**Challenge**.
Transcribe each of the entries below verbatim, omitting the pictures from your response.

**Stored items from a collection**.
..............................
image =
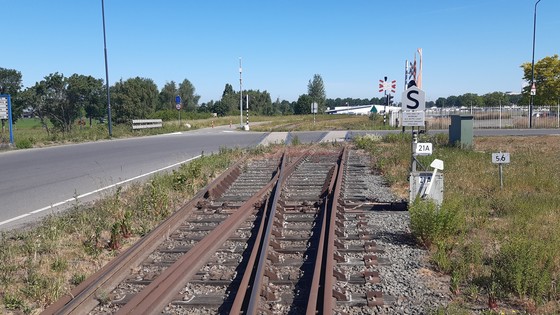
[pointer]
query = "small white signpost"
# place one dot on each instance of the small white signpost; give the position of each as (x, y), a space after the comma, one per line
(423, 149)
(413, 107)
(500, 158)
..............................
**Correct result**.
image =
[pointer]
query = "small white signpost"
# place one dot on each instance of the small white signpost; give the position of each as (x, y), a space after the comma, one per line
(423, 149)
(413, 107)
(500, 158)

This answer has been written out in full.